• **TASKS TO CARRY OUT**
1. According to the case summary, why did Grad have to ask the trial court for leave before filing his motion for a new trial?
2. Transcribe the part of the case summary starting at "Grad appealed to" and ending at "Ninth District affirmed.".

Kenneth and Laura Grad took their 41-day-old son to a podiatrist because his foot seemed swollen. The podiatrist persuaded the Grads to take the infant to the hospital. He had a sore on his foot, dryness around his mouth, and a cut on his scrotum. Laura Grad provided the doctor with a family history.

An X-ray taken at Akron Children’s Hospital showed that the child’s left leg was fractured. Additional X-rays indicated that the child had 26 fractures, which included his skull, ribs, legs, arms, and fingers. The injuries were in various stages of healing. Kenneth Grad disclosed that he accidentally bumped the child’s head one time into a dresser.

The child’s blood was tested for a genetic disorder called osteogenesis imperfecta – referred to as brittle bone disease – which causes bones to break easily. The test came back negative. Laura Grad later told the doctor at the hospital that she had a vitamin D deficiency, which can affect bone development.

Father Charged With Harming Child
Kenneth Grad was charged in 2008 with five counts of child endangering and three counts of felonious assault. In 2013 and 2014, the Medina County Common Pleas Court denied the father’s request to test the child more extensively for genetic and metabolic disorders.

The case went to trial in December 2014. The defense argued that the child’s physician at the hospital, Dr. Daryl Steiner, only had the child tested for one variant of osteogenesis imperfecta, didn’t order tests for any other genetic disorders, and didn’t test for a vitamin D deficiency. Steiner testified that vitamin D testing wasn’t necessary because it doesn’t affect infants before they are three to six months old.

The jury convicted Grad on all counts. He was sentenced to 24 years in prison.

Grad appealed to the Ninth District Court of Appeals, which in December 2016 upheld the verdict. He appealed to the Supreme Court of Ohio, which declined to accept the case.

He later filed a petition for postconviction relief, which the trial court dismissed. The Ninth District affirmed.

Father Asks Court to Allow Motion for New Trial
In October 2021, Grad asked the trial court for permission, or “leave,” to file a motion for a new trial because he had new evidence. Typically, a request for a new trial based on new evidence must be filed within 120 days after the verdict. If that deadline has passed, the defendant must first ask the court for permission to submit the motion.

In his request, Grad identified scientific studies from 2016, 2017, 2019, and 2021. Grad said the studies proved that genetic and metabolic conditions could cause unexplained fractures in infants. Because the studies were new evidence not available at the time of his 2014 trial, the court should hold a hearing to determine whether the evidence entitled him to a new trial, Grad maintained. His other points included finding out that the costs of genetic testing had dropped to a fraction of what they were during his trial, learning of a family member’s recent diagnosis relevant to the case, and publication of a news media investigation about mistaken diagnoses by Steiner.

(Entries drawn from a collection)
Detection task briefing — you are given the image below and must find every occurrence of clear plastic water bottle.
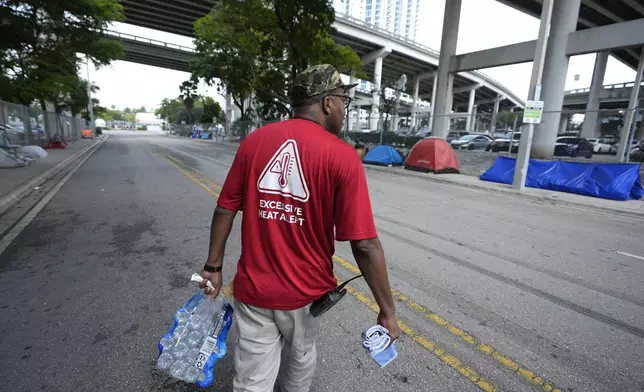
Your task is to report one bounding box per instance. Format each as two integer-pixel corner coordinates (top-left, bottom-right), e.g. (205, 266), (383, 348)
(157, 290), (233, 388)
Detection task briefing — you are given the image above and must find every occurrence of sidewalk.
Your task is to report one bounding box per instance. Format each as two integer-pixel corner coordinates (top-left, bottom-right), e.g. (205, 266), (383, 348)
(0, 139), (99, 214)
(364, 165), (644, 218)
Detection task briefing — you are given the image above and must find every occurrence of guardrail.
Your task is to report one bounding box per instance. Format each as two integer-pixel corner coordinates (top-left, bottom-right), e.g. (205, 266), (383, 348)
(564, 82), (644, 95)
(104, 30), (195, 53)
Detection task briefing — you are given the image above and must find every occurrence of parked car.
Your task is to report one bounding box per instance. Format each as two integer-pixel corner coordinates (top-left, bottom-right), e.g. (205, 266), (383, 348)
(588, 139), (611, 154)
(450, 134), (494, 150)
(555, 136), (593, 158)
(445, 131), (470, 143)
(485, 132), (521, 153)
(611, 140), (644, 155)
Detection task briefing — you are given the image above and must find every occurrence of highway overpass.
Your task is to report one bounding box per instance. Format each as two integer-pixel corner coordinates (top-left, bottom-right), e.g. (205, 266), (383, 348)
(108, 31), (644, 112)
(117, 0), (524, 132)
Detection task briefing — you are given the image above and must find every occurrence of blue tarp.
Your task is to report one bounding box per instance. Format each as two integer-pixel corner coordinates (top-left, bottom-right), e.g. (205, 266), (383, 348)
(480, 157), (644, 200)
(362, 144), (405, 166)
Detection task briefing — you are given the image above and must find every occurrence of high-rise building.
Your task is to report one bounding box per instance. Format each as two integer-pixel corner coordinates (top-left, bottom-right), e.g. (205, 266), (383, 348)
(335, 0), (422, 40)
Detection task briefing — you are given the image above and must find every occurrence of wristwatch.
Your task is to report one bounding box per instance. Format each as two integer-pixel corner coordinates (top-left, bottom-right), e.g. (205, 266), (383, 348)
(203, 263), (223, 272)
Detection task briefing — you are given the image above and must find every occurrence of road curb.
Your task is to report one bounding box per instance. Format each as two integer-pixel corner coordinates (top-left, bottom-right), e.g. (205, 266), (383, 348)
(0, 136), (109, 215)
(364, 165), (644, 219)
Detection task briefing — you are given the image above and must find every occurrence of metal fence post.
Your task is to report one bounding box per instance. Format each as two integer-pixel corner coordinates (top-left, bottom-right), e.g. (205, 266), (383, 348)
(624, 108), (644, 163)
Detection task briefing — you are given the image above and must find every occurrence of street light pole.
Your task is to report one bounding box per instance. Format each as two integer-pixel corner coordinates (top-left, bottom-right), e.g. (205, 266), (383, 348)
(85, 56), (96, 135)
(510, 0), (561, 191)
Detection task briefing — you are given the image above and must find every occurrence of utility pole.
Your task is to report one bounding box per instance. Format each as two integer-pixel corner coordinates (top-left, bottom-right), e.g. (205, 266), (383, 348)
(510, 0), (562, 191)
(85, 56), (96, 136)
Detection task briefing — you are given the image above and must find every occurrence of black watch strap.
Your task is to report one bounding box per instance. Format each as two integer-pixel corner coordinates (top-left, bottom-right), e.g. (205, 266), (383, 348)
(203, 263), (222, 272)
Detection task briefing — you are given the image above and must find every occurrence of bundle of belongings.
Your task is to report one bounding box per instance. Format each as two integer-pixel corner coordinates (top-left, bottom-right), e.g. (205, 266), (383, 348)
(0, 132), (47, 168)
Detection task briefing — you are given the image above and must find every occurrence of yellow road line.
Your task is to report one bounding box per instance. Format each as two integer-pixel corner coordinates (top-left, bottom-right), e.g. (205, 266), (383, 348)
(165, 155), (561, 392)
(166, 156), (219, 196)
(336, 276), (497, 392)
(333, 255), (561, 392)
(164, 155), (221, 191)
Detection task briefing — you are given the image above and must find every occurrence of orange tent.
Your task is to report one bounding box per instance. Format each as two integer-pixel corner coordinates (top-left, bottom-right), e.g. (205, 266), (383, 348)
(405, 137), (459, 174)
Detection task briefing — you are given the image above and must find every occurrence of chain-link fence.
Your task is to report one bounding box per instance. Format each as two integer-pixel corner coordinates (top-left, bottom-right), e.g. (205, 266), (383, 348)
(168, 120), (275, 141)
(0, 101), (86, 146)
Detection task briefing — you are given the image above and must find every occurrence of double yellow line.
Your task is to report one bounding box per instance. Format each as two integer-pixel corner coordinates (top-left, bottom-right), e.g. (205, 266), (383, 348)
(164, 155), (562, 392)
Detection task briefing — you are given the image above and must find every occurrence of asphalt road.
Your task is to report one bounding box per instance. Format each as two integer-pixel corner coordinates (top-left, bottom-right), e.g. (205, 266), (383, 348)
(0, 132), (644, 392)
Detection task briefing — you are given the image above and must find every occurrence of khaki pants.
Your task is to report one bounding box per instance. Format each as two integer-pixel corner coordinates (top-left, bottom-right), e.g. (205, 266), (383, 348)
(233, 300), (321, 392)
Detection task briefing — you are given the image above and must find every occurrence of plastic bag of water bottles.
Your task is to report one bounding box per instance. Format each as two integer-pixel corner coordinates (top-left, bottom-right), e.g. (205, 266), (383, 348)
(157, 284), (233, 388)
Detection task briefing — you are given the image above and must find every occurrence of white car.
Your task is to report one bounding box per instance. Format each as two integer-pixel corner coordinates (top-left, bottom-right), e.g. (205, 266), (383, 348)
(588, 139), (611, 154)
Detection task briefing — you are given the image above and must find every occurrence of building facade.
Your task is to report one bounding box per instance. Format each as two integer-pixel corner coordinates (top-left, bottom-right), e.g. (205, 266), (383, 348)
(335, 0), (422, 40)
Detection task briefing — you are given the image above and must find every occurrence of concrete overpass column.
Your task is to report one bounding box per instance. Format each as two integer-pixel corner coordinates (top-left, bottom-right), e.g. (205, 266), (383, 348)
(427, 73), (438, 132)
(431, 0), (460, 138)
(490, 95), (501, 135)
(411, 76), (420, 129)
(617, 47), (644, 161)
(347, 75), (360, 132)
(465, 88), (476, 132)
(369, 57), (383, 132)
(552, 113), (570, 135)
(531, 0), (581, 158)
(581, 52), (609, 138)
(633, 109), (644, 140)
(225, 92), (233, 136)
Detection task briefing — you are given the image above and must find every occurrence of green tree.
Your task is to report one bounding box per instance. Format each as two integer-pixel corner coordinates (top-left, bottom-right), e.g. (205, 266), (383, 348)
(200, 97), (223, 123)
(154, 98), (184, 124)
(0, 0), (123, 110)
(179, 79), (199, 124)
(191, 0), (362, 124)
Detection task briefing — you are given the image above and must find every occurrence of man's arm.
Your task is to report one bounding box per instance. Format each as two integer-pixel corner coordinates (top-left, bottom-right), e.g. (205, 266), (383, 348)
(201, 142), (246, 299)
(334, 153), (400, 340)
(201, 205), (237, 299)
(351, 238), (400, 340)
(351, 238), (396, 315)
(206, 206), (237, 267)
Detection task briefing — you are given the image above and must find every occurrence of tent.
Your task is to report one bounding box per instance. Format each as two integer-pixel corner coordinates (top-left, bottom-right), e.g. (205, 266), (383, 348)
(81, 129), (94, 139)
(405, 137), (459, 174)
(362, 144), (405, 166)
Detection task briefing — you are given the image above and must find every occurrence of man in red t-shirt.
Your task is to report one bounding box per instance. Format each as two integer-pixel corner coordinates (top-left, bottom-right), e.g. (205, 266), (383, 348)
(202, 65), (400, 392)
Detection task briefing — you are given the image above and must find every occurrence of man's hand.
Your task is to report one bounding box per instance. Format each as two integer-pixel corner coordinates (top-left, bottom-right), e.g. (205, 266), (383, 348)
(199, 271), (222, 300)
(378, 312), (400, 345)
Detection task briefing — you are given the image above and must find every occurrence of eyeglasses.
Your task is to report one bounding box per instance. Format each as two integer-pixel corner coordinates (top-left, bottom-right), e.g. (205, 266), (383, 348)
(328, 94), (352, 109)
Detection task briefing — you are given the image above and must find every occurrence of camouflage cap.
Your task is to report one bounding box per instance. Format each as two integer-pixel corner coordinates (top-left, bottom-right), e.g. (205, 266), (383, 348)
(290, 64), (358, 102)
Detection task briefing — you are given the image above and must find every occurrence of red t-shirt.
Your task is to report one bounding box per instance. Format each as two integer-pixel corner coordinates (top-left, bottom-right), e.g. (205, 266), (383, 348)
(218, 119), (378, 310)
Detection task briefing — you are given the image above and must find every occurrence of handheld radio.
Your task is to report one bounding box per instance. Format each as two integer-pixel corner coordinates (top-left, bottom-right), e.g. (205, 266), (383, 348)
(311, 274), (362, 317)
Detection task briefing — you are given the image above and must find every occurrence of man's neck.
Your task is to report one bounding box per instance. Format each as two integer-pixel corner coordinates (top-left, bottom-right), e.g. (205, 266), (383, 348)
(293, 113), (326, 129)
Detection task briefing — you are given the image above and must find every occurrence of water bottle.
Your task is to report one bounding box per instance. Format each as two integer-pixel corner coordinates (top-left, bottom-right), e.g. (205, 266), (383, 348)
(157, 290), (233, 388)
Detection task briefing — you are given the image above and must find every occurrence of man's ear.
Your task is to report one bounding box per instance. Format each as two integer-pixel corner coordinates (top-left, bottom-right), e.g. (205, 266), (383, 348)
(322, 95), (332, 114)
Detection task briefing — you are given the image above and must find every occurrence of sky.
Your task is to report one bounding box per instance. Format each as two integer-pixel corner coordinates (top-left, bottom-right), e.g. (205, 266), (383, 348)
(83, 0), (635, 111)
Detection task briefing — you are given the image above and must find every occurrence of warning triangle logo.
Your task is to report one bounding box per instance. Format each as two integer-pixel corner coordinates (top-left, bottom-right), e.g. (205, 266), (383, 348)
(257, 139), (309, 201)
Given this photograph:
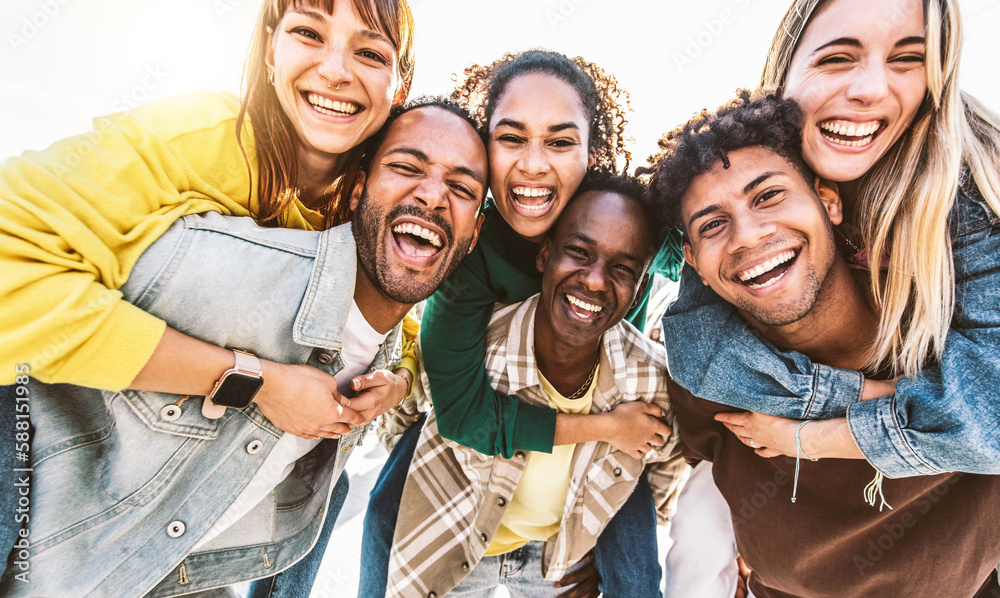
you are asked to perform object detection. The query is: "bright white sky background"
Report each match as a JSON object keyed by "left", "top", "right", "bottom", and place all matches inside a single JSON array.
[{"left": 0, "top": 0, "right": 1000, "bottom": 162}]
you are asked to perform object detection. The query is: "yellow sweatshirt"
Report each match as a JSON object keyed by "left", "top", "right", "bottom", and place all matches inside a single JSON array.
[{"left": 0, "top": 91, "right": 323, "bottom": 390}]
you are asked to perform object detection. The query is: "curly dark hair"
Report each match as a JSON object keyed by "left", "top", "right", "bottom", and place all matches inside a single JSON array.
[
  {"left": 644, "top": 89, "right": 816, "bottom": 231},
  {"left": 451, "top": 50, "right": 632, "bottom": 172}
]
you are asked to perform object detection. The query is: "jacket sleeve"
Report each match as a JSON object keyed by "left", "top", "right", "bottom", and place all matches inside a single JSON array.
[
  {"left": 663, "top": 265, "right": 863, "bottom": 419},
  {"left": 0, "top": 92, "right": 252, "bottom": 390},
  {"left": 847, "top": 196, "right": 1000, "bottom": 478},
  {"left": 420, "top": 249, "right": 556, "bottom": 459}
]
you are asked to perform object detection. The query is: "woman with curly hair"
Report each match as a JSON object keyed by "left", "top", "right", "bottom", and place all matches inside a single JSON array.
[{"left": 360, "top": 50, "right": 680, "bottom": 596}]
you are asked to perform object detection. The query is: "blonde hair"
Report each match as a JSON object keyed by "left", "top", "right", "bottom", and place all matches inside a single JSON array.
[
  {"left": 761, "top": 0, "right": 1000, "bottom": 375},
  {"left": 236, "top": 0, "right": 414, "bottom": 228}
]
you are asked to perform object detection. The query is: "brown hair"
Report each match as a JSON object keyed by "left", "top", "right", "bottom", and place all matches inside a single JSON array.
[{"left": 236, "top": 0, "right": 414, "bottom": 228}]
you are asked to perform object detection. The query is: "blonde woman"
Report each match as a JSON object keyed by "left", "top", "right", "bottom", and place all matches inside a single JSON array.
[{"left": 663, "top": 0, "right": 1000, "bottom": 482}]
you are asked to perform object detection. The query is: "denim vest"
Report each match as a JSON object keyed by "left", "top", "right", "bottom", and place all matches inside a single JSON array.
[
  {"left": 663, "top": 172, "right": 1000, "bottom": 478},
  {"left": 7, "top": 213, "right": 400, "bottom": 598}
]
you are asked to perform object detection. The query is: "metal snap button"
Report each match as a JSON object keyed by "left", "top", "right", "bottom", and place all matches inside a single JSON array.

• **SOLUTIONS PER TASK**
1. A request for a new trial based on new evidence must typically be filed within 120 days after the verdict. When that deadline has passed, the defendant must first ask the court for permission to submit the motion. Grad's 2014 verdict was well past that window when he made his request in October 2021.

2.
Grad appealed to the Ninth District Court of Appeals, which in December 2016 upheld the verdict. He appealed to the Supreme Court of Ohio, which declined to accept the case.

He later filed a petition for postconviction relief, which the trial court dismissed. The Ninth District affirmed.